BRANO PROPOSTO

Da questa esigenza nasce l’idea di un personaggio e di un viaggio. Gianenrico Cappelletti, detto Cap, è un ex artigiano del surf: un talento creativo che si è inaridito, un uomo quasi completamente svuotato. “Il surf è una metafora evidente”, spiegano gli autori, “ma ancora di più lo è l’artigianato. L’artista è un artigiano: costruisce, leviga, sbaglia, ricomincia”.
Prima di diventare teatro, Flying ha tentato altre strade. Videogioco interattivo. Cortometraggio d’animazione. Graphic novel. Tutte forme esplorate seriamente, mai realizzate fino in fondo.
“Non sono state deviazioni inutili”, spiega Riccardo Baudino, drammaturgo e regista. “Quelle strade sono rimaste dentro lo spettacolo. Si sente che c’è stato gioco, libertà, sperimentazione".
La parola chiave, infatti, è proprio gioco, non in senso superficiale precisa Baudino. “Gioco come metodo. Come spazio di creazione autentica. È lo stesso metodo che avevamo usato in un laboratorio con bambini, in una scuola elementare. E incredibilmente è diventato il nostro modo di lavorare anche da adulti”.
Un gioco serio, che produce una forma teatrale fluida, non ingessata. “Anche la radio che mettiamo in scena - Cap Radio Rabbit - è un gioco”, raccontano. “Ma è un gioco che fa parte della storia. Racconta e allo stesso tempo trasforma”.
La svolta decisiva per Flying arriva con l’incontro con Bjorn Giordano, illustratore e fumettista, che firma il live drawing e l’animazione dal vivo. “Lo cercavamo da tempo”, racconta Baudino. “E l’incontro è avvenuto grazie alla musica, in modo quasi naturale”.
Il disegno non è decorazione, ma linguaggio narrativo. “Le immagini nascono davanti al pubblico", spiegano, “e diventano l’inconscio visibile del protagonista. Il fumetto, l’animazione, il disegno contaminano la drammaturgia”.
Il ruolo di Cap è affidato a Federico Sirianni, cantautore genovese. Una scelta che nasce prima dall’umanità che dal curriculum.
"Avevo già lavorato con lui al Teatro della Tosse - racconta Roberto -. Quando abbiamo iniziato a impastare musica e teatro, ho pensato subito a lui. Ha accettato con una disponibilità rara”.

DATI FORNITI
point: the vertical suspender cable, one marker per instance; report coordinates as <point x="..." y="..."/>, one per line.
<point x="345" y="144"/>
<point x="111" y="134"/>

OBIETTIVO
Prosegui il brano sullo spettacolo teatrale Flying, ripartendo subito dopo la sua ultima frase.

RISPOSTA
Baudino aggiunge: “Quello che mi ha colpito è la sua delicatezza. Non porta in scena il mestiere dell’attore, ma una disponibilità totale al gioco. Questo rende il personaggio più vero, più fragile, più bambino”.
È un elemento centrale dello spettacolo: “Cap non è un eroe sicuro di sé”, spiegano. “È qualcuno che vacilla. E proprio per questo è riconoscibile”.
Il cuore di Flying è il suo messaggio. Cap attraversa un viaggio onirico, oscuro e luminoso insieme. Incontra figure simboliche, affronta le proprie ombre, cambia forma.
"Il senso è ritrovare la propria luce”, dicono gli autori. “Ma non nel modo facile o motivazionale”.
“Non è un interruttore da accendere”, precisa Baudino. “È un processo faticoso. Richiede coraggio, lucidità, capacità di scelta. In una società che ti chiede continuamente di adattarti, non è affatto semplice ma è possibile. Anche quando le condizioni sembrano totalmente sfavorevoli”.
La scelta della Claque, prima sala teatrale poi venue musicale, ma appare come la perfetta sintesi per un progetto che non sta dentro una sola definizione. Cosa si aspettano da queste due serate? “Curiosità", rispondono. "Persone disposte a lasciarsi attraversare. Non solo pubblico teatrale, ma chi ama la musica, il disegno, o semplicemente ha voglia di farsi delle domande”.